Transcribe the passage of the Pakistan human rights report below from "We remain concerned" to "of girls' schools.".

DOCUMENT SEGMENT |
━━━━

Annual Report on Human Rights 2008 - Pakistan
|Publisher||United Kingdom: Foreign and Commonwealth Office|
|Author||United Kingdom Foreign and Commonwealth Office|
|Publication Date||26 March 2009|
|Cite as||United Kingdom: Foreign and Commonwealth Office, Annual Report on Human Rights 2008 - Pakistan, 26 March 2009, available at: http://www.refworld.org/docid/49ce361b46.html [accessed 6 October 2015]|
In February 2008, parliamentary elections in Pakistan delivered a civilian government after 8 years of military rule. The outcome of these elections reflected the will of the Pakistani people and signalled democratic change in Pakistan. The civilian government faces challenges including serious human rights issues, often related to weak state institutions.
We remain concerned that the government of Pakistan needs to address issues of poor access to justice, impunity, discrimination and violence against vulnerable groups, including women and minorities, non-implementation of legislation regarding rights of children, arbitrary application of Islamic penal and blasphemy legislation, arbitrary application of the death penalty, extra-judicial killings, arbitrary detention and the use of torture, abuse of power by law enforcement officials and enforced disappearances. Sectarian and terrorist acts in Pakistan caused by extremists include indiscriminate killing, inadequate justice through impromptu Shari'a courts, and the destruction of girls' schools.

━━━━

Collected data entries
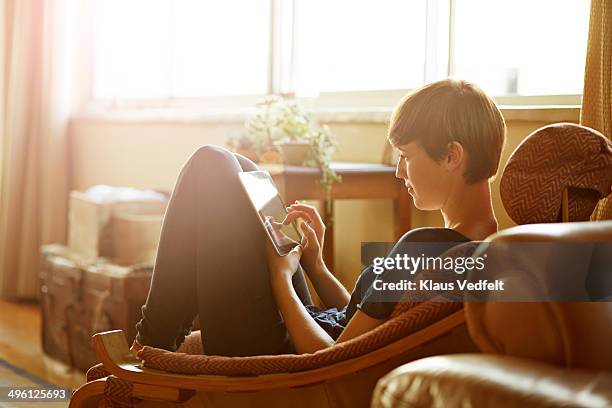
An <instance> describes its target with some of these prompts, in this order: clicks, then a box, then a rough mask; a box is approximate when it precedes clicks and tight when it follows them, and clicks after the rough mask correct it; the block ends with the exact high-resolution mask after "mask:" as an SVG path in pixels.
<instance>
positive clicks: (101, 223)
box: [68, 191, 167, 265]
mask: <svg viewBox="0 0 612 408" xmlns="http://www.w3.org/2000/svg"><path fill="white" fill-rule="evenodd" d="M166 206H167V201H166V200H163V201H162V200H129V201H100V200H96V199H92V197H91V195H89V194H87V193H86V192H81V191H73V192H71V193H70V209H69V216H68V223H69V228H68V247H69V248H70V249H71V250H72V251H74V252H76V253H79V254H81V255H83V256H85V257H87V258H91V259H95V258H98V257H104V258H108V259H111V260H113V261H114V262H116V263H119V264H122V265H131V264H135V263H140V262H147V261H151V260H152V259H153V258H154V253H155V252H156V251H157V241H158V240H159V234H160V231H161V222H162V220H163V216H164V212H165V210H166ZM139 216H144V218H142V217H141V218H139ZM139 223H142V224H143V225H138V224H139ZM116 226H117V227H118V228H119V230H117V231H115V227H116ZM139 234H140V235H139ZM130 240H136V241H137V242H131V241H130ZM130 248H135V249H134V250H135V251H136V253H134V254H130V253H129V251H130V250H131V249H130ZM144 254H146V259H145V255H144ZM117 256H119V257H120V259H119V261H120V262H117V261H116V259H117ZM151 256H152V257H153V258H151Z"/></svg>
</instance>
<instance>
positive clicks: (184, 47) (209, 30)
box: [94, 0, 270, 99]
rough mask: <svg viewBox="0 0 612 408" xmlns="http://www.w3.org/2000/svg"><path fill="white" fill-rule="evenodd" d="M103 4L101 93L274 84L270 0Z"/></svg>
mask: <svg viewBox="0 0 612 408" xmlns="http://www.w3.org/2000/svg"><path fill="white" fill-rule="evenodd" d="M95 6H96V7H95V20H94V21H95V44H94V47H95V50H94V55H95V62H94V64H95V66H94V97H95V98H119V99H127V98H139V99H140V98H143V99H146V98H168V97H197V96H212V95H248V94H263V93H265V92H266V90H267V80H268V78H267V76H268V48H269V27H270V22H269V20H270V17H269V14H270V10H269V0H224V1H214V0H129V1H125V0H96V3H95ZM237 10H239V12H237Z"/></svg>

━━━━

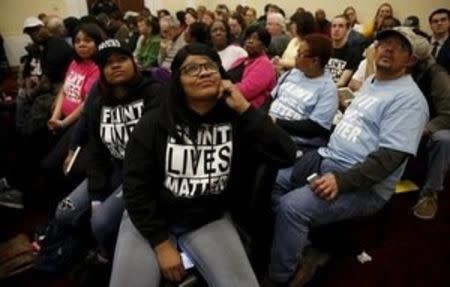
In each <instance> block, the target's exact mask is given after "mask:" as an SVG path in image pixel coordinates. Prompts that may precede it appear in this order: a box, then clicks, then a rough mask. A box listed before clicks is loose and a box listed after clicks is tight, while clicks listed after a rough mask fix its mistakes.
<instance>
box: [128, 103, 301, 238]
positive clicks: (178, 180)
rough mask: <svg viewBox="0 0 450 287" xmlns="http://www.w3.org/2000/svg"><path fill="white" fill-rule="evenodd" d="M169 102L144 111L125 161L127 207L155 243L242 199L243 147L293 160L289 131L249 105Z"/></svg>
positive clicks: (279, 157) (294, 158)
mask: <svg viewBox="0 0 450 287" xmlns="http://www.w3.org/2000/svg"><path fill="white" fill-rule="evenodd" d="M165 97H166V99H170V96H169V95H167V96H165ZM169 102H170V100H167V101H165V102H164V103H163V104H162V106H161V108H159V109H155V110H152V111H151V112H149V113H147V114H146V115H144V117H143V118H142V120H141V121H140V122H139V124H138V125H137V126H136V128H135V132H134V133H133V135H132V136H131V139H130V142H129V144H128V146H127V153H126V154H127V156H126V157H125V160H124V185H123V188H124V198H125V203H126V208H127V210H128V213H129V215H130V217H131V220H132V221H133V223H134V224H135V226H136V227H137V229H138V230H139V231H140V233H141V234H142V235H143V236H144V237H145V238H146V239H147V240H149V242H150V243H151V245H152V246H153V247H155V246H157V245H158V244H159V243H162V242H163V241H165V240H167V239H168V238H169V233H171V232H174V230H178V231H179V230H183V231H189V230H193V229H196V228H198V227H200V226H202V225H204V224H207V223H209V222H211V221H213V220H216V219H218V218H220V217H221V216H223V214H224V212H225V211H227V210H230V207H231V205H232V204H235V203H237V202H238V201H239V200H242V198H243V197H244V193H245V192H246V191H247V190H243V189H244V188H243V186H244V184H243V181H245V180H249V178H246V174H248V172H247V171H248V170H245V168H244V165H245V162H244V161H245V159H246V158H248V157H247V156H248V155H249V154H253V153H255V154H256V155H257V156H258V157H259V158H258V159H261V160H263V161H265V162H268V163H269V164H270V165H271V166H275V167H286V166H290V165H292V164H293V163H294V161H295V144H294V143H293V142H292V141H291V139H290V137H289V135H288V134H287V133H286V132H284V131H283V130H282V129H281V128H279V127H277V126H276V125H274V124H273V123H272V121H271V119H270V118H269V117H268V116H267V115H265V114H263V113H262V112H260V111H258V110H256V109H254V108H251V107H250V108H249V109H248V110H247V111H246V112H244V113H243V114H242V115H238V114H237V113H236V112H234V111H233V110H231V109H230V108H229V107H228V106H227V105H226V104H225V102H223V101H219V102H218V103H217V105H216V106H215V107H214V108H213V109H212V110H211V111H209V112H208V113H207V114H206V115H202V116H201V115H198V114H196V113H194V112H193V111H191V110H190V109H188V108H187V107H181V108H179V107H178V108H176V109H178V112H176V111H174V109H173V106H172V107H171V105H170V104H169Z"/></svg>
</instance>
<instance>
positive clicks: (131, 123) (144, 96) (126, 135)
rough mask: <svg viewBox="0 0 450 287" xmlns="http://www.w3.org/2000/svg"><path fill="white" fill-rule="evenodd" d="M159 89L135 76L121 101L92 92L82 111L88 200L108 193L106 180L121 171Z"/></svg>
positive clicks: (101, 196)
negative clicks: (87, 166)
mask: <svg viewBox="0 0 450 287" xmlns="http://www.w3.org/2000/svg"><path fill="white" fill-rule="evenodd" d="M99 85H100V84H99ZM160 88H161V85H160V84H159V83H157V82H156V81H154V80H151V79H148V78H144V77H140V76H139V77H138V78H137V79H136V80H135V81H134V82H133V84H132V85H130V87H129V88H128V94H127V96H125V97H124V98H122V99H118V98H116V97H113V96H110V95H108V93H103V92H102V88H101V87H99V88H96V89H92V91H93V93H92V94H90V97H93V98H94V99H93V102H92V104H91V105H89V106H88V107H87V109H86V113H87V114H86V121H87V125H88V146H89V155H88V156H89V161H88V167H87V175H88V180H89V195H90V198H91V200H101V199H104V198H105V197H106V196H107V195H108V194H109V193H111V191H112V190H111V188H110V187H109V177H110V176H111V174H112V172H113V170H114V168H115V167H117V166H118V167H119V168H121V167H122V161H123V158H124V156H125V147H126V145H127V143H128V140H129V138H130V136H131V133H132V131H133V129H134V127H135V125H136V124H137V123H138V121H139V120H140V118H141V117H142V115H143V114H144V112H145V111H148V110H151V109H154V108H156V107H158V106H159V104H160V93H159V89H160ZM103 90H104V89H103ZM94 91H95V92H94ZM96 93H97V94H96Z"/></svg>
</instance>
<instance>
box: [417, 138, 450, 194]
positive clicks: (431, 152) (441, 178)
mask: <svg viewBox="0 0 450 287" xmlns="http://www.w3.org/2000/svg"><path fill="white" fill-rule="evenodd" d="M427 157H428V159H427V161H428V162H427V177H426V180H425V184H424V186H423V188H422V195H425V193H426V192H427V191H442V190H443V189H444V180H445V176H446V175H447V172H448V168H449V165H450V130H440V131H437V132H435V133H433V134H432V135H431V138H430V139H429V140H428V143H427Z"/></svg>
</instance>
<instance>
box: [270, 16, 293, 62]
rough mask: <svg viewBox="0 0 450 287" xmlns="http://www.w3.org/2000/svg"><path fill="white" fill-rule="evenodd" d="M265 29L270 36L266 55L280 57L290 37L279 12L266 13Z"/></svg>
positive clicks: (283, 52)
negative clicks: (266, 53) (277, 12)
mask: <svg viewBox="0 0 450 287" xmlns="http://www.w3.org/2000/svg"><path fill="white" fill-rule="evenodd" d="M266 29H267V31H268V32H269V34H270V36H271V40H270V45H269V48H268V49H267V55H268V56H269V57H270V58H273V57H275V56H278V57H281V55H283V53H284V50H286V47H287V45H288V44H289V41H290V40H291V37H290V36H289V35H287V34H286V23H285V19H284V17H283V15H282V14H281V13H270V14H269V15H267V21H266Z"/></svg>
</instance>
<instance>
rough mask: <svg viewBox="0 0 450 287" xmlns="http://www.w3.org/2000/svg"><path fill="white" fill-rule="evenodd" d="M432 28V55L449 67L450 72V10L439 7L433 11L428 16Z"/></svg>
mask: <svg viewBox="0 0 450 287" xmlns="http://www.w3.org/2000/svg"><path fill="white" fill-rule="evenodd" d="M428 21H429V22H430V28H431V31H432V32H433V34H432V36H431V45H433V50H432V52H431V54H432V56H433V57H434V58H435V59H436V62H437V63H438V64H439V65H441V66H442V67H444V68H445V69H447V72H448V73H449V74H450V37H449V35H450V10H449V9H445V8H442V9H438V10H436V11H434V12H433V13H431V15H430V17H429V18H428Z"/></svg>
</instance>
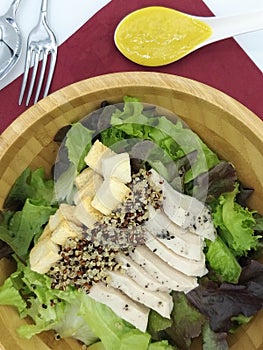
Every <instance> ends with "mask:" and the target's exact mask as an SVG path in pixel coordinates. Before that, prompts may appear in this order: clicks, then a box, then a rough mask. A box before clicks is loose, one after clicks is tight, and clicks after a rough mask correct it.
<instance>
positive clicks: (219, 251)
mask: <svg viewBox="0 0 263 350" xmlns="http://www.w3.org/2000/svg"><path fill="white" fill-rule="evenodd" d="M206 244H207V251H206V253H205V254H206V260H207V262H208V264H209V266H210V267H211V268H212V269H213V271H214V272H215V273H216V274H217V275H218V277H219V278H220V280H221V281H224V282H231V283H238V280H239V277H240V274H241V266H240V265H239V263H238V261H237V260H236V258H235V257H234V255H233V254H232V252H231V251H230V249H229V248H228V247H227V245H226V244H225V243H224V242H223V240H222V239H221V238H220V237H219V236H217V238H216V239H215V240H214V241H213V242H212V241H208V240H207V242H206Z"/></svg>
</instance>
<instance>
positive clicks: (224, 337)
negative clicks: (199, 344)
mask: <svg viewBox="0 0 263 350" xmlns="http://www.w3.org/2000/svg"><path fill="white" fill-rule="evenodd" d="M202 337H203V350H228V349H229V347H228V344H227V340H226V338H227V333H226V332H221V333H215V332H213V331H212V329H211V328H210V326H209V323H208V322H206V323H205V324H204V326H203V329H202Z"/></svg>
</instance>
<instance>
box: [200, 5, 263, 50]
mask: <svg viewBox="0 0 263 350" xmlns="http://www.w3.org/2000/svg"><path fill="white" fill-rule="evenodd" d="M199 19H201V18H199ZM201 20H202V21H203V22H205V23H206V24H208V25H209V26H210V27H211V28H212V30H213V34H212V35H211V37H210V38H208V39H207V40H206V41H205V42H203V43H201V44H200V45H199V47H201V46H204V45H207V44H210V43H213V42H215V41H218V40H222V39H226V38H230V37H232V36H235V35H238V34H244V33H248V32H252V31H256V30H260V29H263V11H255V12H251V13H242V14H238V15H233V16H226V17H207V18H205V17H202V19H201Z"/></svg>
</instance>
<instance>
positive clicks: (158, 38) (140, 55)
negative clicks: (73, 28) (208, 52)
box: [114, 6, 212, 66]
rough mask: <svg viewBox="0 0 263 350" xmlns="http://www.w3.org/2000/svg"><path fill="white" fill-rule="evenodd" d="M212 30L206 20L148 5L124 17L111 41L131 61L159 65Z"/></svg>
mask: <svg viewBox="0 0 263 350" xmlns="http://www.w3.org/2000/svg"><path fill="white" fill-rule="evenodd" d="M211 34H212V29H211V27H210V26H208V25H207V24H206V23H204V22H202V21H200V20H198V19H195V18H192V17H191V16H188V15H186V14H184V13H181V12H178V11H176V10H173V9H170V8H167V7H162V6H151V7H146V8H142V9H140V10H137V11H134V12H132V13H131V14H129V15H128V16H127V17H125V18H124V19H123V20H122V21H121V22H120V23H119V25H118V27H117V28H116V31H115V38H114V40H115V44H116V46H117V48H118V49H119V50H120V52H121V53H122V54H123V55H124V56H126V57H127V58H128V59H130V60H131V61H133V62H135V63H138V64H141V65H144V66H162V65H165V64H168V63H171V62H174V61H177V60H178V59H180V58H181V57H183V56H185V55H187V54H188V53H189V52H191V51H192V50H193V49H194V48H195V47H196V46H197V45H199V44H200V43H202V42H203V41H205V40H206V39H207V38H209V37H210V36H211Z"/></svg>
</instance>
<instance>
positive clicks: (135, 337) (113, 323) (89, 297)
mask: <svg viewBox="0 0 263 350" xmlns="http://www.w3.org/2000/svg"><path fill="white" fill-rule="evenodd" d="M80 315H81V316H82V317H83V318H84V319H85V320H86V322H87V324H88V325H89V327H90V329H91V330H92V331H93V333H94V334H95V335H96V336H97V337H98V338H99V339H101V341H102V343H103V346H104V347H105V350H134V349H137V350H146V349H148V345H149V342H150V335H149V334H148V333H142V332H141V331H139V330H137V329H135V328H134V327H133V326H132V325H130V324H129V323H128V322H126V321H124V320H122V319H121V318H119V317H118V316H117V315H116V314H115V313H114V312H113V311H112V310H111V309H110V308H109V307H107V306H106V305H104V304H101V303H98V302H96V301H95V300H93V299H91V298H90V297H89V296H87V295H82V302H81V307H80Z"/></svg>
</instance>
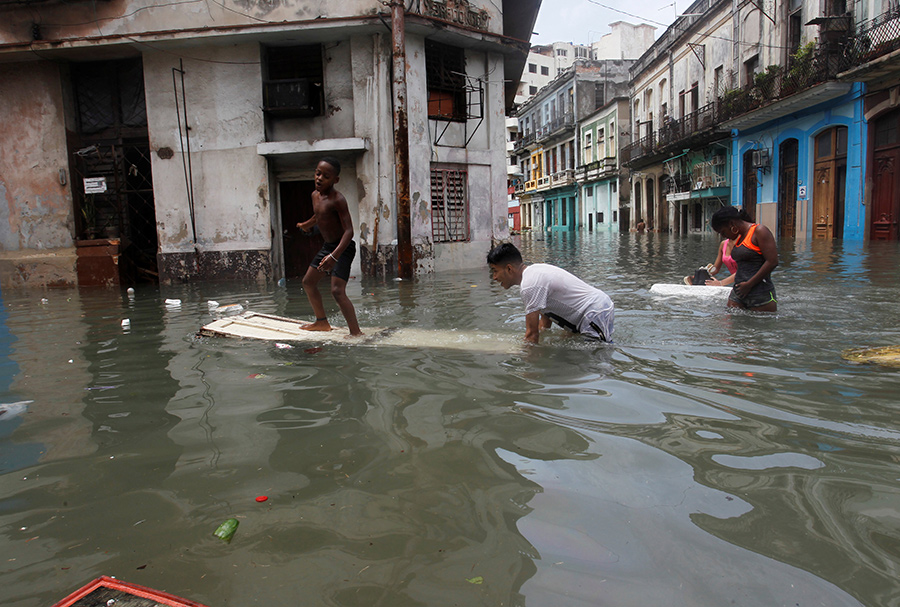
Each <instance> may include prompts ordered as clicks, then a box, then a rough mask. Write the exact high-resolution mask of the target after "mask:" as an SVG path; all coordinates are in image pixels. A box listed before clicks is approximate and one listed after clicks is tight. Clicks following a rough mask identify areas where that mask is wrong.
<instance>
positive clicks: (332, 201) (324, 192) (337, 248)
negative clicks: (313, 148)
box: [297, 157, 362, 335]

━━━━

EXERCISE OUTPUT |
We remain concerned that the government of Pakistan needs to address issues of poor access to justice, impunity, discrimination and violence against vulnerable groups, including women and minorities, non-implementation of legislation regarding rights of children, arbitrary application of Islamic penal and blasphemy legislation, arbitrary application of the death penalty, extra-judicial killings, arbitrary detention and the use of torture, abuse of power by law enforcement officials and enforced disappearances. Sectarian and terrorist acts in Pakistan caused by extremists include indiscriminate killing, inadequate justice through impromptu Shari'a courts, and the destruction of girls' schools.